Задания:
[A] В тексте о поэзии Брюсова, приведенном ниже, «деревенская тема» названа разработанной «с большим искусством». Объясните в одном–трех предложениях, какими словами автор тут же ограничивает эту похвалу.
[B] Верны ли по тексту о поэзии Брюсова следующие утверждения? Ответьте «да» или «нет» и приведите решающие слова текста дословно. (i) Картина из стихотворения «Дома» названа бескрасочным и строгим чертежом русского пейзажа. (ii) Осень, увиденная глазами Фета, описана в стихотворении «Зерно». (iii) В стихах о родном языке поэт называет язык только другом.
[C] Продолжите текст о поэзии Брюсова после его последней строки.

Текст для разбора:
"""

Как радостно реют стрижи
Вкруг церкви Бориса и Глеба!
По горбику тесной межи
Иду и дышу ароматом
И мяты, и зреющей ржи.
За полем усатым, не сжатым
Косами стучат косари.
День медлит пред ярким закатом.
И финал:
Убогость соломенных крыш
И полосы сжатого хлеба!
Со свистом проносится стриж
Вкруг церкви Бориса и Глеба!
А вот — русская осень, увиденная глазами Фета: безмолвные поля, безгласный лес, ветер, бьющий по кустам, синий купол неба, облака и отлетающие журавли («В моей стране»).
Вот— острый и четкий рисунок, бескрасочный и строгий чертеж русского пейзажа («Дома»):
И снова давние картины
(Иль только смутные мечты):
За перелеском луговина,
За далью светлые кресты.
Тропинка сквозь орешник дикий
С крутого берега реки,
Откос, поросший павиликой,
И в черных шапках тростники.
………………..
А дальше снова косогоры
Нив, закруживших кругозор,
Пустые, сжатые просторы
И хмурый, синеватый бор.
Русские просторы, степи, занесенные снегом; звезда в темнеющей лазури; вой голодных волков («Зерно»). Летняя гроза:
Говор негромкого грома
Глухо грохочет вдали…
Все еще веет истома
От неостывшей земли.
Лесная дорога, по которой бредет странник «в сером, рваном армяке» и, наконец, излюбленная тема романтической поэзии — старая, заброшенная усадьба с покосившимися воротами, с вековым парком, с заросшими аллеями «душистых лип».
Эта новая для Брюсова «деревенская тема» разработана с большим искусством. Но это — только блестящие вариации на знакомые мотивы, удачные стилистические упражнения талантливого эпигона.
Непревзойденный мастер «сочетаний слов» поет торжественный гимн «Родному языку». И здесь мы касаемся самого существенного в Брюсове.
Мой верный друг! мой враг коварный!
Мой царь! мой раб! родной язык!
Мои стихи — как дым алтарный!
Как вызов яростный — мой крик!
………………..
Как часто в тайне звуков странных
И в потаенном смысле слов
Я обретал напев — нежданных,
Овладевавших мной стихов.
Нет грани моему упорству.
Ты — в вечности, я — в кратких днях,
Но все ж, как магу, мне покорствуй
Иль обрати безумца в прах!
Но, побежден иль победитель,
Равно паду я пред тобой:
Ты — Мститель мой, ты — мой Спаситель,
Твой мир — навек моя обитель,
Твой голос — небо надо мной.

"""

Исходные материалы:
"""

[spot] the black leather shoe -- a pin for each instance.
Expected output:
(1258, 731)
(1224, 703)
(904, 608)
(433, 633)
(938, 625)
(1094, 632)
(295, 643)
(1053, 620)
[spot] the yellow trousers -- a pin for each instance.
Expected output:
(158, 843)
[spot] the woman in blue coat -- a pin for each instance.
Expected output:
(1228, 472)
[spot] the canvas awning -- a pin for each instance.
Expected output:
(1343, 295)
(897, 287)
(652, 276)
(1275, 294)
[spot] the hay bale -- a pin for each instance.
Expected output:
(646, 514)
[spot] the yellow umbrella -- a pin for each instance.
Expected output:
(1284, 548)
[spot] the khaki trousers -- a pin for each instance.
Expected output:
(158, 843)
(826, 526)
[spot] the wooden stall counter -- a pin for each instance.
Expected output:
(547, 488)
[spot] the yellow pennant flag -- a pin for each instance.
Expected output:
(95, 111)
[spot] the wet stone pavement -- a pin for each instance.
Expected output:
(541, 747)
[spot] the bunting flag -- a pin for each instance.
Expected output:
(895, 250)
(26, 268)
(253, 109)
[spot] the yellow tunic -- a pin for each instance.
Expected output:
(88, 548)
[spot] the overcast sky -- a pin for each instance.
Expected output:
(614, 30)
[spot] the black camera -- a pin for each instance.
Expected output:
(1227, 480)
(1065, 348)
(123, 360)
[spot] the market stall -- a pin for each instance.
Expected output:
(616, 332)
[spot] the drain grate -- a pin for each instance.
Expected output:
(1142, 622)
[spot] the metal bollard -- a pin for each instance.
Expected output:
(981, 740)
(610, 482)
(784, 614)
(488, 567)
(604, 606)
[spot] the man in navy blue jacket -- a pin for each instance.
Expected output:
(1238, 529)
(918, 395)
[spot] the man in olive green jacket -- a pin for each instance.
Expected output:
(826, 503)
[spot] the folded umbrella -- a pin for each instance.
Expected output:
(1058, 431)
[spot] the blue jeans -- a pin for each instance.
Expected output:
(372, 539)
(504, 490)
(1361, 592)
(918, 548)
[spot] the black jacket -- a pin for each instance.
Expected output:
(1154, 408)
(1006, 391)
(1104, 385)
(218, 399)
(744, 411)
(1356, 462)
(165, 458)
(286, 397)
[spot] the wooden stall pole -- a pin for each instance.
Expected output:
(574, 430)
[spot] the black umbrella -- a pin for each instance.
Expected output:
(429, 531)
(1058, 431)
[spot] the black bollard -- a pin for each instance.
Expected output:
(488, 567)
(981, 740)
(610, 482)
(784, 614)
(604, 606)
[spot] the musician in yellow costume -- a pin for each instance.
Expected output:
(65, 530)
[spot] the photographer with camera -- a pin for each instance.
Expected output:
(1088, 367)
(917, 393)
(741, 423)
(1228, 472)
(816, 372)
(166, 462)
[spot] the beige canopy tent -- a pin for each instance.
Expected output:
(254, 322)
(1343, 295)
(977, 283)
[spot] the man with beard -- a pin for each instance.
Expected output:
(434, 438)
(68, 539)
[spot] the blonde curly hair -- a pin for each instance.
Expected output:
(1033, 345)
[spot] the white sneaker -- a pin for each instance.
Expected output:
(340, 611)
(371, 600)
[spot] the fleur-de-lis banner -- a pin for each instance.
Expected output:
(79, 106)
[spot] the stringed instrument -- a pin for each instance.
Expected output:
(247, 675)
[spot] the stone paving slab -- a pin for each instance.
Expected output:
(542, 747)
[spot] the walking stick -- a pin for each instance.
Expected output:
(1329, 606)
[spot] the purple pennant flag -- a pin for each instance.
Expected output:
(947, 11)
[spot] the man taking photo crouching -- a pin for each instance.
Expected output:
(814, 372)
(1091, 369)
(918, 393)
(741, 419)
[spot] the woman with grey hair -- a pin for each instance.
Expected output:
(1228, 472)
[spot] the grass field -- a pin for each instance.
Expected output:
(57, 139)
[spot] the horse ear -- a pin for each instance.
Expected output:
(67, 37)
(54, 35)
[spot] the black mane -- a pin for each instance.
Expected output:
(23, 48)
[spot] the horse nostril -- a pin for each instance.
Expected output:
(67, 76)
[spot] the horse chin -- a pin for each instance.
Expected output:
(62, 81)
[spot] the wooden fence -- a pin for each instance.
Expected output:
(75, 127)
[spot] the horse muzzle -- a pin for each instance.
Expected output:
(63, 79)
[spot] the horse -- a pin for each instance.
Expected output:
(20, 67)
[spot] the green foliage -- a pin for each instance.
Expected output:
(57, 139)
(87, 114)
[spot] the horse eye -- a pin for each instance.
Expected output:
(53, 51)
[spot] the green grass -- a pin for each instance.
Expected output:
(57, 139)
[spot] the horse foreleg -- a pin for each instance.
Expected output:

"""

Ответы по заданиям:
[A] Похвалу автор сразу ограничивает оговоркой: это «только блестящие вариации на знакомые мотивы». Так же он называет их «удачными стилистическими упражнениями талантливого эпигона».

[B]
(i) Да: «бескрасочный и строгий чертеж русского пейзажа («Дома»)».
(ii) Нет: «русская осень, увиденная глазами Фета: <…> («В моей стране»)».
(iii) Нет: «Мой верный друг! мой враг коварный!»

[C]
О «Зеркале теней» с большим вдохновением писал Н. С. Гумилев в «Аполлоне»:
«Завоеватель, но не авантюрист, осторожный, но и решительный; расчетливый, как гениальный стратег, В. Брюсов усвоил все характерные черты всех бывших до него литературных школ, пожалуй, до „эвфуизма“ включительно. Но прибавил к ним нечто такое, что заставило их загореться новым огнем и позабыть прежние распри. Такая доведенность каждого образа до конца, абсолютная честность с самим собой не есть ли мечта для нас, так недавно освободившихся от пут символизма».
Восхваляя Брюсова-«освободителя», Гумилев сознательно забывает, что «путы символизма» сплетены были некогда самим Брюсовым.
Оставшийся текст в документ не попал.